What you should do. Render the material below as a two-column CSV with columns spec and wkt. Each row pairs one block of specification text with the polygon outlines that answer it, each field wrapped in double quotes and every line break replaced by a space.

Records for the exercise.
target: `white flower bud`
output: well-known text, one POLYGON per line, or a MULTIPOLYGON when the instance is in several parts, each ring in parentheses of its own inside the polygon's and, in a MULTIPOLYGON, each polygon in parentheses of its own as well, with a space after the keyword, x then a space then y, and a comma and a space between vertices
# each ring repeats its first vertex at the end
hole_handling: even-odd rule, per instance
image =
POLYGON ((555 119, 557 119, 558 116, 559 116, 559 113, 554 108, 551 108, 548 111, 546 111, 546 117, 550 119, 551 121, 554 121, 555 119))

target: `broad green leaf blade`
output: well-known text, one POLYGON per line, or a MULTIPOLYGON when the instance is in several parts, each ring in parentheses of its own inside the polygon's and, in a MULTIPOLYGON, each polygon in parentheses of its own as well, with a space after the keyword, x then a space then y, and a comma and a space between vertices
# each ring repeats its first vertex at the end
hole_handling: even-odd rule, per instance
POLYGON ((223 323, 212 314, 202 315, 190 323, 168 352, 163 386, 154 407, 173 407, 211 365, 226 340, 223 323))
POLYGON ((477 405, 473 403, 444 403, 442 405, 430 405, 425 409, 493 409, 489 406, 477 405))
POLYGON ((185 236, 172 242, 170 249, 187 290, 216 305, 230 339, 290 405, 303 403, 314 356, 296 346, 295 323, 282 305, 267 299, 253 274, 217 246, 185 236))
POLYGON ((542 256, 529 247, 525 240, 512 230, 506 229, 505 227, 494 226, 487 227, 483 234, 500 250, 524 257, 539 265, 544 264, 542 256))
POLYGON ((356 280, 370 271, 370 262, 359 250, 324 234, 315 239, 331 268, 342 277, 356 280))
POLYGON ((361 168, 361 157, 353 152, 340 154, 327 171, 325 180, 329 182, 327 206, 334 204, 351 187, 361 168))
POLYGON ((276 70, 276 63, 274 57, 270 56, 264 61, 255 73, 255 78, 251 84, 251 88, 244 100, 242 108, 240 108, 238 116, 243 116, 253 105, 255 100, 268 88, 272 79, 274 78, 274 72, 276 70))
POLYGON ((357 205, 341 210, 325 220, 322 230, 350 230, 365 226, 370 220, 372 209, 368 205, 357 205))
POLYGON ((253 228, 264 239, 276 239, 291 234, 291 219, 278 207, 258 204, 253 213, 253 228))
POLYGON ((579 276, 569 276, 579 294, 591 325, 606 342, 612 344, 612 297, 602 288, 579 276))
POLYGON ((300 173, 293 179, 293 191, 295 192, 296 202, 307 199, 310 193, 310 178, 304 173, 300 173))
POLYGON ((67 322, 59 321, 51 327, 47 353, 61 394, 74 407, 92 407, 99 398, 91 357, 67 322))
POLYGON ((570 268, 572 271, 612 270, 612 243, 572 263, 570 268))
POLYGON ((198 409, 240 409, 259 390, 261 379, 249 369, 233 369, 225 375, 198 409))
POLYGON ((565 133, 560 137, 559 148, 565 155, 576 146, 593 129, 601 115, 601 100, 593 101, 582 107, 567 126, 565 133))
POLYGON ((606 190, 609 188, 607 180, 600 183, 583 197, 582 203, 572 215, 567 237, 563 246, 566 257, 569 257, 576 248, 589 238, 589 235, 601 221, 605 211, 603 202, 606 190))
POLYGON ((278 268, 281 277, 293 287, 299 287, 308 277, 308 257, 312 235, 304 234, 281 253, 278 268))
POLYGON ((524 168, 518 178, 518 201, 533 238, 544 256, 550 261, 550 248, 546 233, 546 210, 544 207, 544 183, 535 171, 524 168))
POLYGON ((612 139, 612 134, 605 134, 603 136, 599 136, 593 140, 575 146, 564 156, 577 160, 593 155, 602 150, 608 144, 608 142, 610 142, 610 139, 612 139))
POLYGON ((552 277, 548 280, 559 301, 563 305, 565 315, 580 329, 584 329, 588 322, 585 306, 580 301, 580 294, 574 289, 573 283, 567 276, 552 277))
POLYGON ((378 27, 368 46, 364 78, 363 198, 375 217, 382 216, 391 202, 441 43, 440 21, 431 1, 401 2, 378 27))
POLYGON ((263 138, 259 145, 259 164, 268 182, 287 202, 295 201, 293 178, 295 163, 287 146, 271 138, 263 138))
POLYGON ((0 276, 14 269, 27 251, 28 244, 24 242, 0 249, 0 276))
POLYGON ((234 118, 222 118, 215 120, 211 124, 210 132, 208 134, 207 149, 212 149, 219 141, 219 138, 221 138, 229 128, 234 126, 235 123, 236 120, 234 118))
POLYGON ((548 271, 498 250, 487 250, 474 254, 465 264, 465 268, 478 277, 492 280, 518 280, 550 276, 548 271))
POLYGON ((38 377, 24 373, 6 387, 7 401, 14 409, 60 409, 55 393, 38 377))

Response to the exercise.
spec,wkt
"target: `white flower bud` output: well-known text, one POLYGON per line, or a MULTIPOLYGON when the instance is in several parts, each ring in parentheses of its own inside the polygon's and, in a MULTIPOLYGON, each polygon in parentheses of its own as well, with a space after the keyword, x then a space then y, and a comma and a space between vertices # each ring repeats its first vertex at the end hole_handling: even-odd rule, per instance image =","POLYGON ((555 119, 557 119, 558 116, 559 116, 559 113, 554 108, 551 108, 548 111, 546 111, 546 117, 550 119, 551 121, 554 121, 555 119))"
"target: `broad green leaf blade` output: well-known text, one POLYGON per line, or a MULTIPOLYGON when the instance is in several parts, each ring in parentheses of its own inside the polygon's and, in a MULTIPOLYGON, each polygon in parentheses of its own as well, with a space after the keyword, x then a space then y, and a comma and a space between vertices # each ring repeats its first vertex at the end hole_handling: even-odd rule, per instance","POLYGON ((223 323, 212 314, 202 315, 190 323, 168 352, 163 386, 154 407, 173 407, 211 365, 226 340, 223 323)) POLYGON ((477 405, 473 403, 444 403, 442 405, 430 405, 425 409, 493 409, 489 406, 477 405)) POLYGON ((185 236, 172 242, 170 249, 187 290, 216 305, 230 339, 290 405, 303 403, 314 356, 296 346, 295 323, 282 305, 267 299, 253 274, 217 246, 185 236)) POLYGON ((542 256, 529 247, 525 240, 512 230, 506 229, 505 227, 494 226, 487 227, 483 234, 500 250, 524 257, 539 265, 544 264, 542 256)) POLYGON ((356 280, 370 271, 370 262, 359 250, 324 234, 315 239, 331 268, 342 277, 356 280)) POLYGON ((361 168, 361 157, 353 152, 340 154, 327 171, 325 180, 329 182, 327 206, 334 204, 351 187, 361 168)) POLYGON ((276 70, 276 63, 274 57, 270 56, 264 61, 255 73, 255 78, 251 84, 251 88, 244 100, 242 108, 240 108, 238 116, 243 116, 253 105, 255 100, 268 88, 272 79, 274 78, 274 72, 276 70)) POLYGON ((357 205, 341 210, 325 220, 322 230, 350 230, 365 226, 370 220, 372 209, 368 205, 357 205)) POLYGON ((253 228, 264 239, 276 239, 291 234, 291 219, 278 207, 258 204, 253 213, 253 228)) POLYGON ((579 276, 569 276, 579 294, 591 325, 606 342, 612 344, 612 297, 602 288, 579 276)) POLYGON ((300 173, 293 179, 293 191, 295 192, 296 202, 307 199, 310 193, 310 178, 304 173, 300 173)) POLYGON ((67 322, 59 321, 51 327, 47 353, 61 394, 74 407, 92 407, 99 398, 91 357, 67 322)) POLYGON ((570 268, 572 271, 612 270, 612 243, 572 263, 570 268)) POLYGON ((198 409, 240 409, 259 390, 261 379, 249 369, 233 369, 225 375, 198 409)) POLYGON ((565 133, 560 137, 559 148, 565 155, 576 146, 593 129, 601 115, 601 100, 593 101, 582 107, 567 126, 565 133)) POLYGON ((606 190, 609 188, 607 180, 600 183, 583 197, 582 203, 572 215, 567 237, 563 246, 566 257, 569 257, 576 248, 589 238, 589 235, 601 221, 605 211, 603 202, 606 190)) POLYGON ((278 268, 281 277, 293 287, 299 287, 308 277, 308 257, 312 235, 304 234, 281 253, 278 268)) POLYGON ((524 168, 518 178, 518 201, 533 238, 544 256, 550 261, 550 248, 546 233, 546 210, 544 207, 544 183, 535 171, 524 168)) POLYGON ((612 139, 612 134, 605 134, 603 136, 599 136, 593 140, 575 146, 564 156, 577 160, 593 155, 602 150, 608 144, 608 142, 610 142, 610 139, 612 139)) POLYGON ((552 277, 548 280, 559 301, 563 305, 565 315, 580 329, 584 329, 588 322, 585 306, 580 301, 580 294, 574 289, 573 283, 567 276, 552 277)) POLYGON ((378 27, 368 46, 364 78, 363 198, 375 217, 382 216, 391 202, 441 43, 440 21, 431 1, 401 2, 378 27)) POLYGON ((263 138, 259 145, 259 164, 268 182, 287 202, 295 201, 293 178, 295 163, 287 146, 271 138, 263 138)) POLYGON ((0 276, 14 269, 27 251, 28 244, 24 242, 0 249, 0 276)) POLYGON ((234 118, 222 118, 215 120, 211 124, 210 132, 208 134, 207 149, 212 149, 219 141, 219 138, 221 138, 229 128, 234 126, 235 123, 236 120, 234 118)) POLYGON ((548 271, 498 250, 487 250, 474 254, 465 264, 465 268, 478 277, 492 280, 518 280, 550 276, 548 271)) POLYGON ((38 377, 24 373, 6 387, 7 401, 14 409, 60 409, 55 393, 38 377))"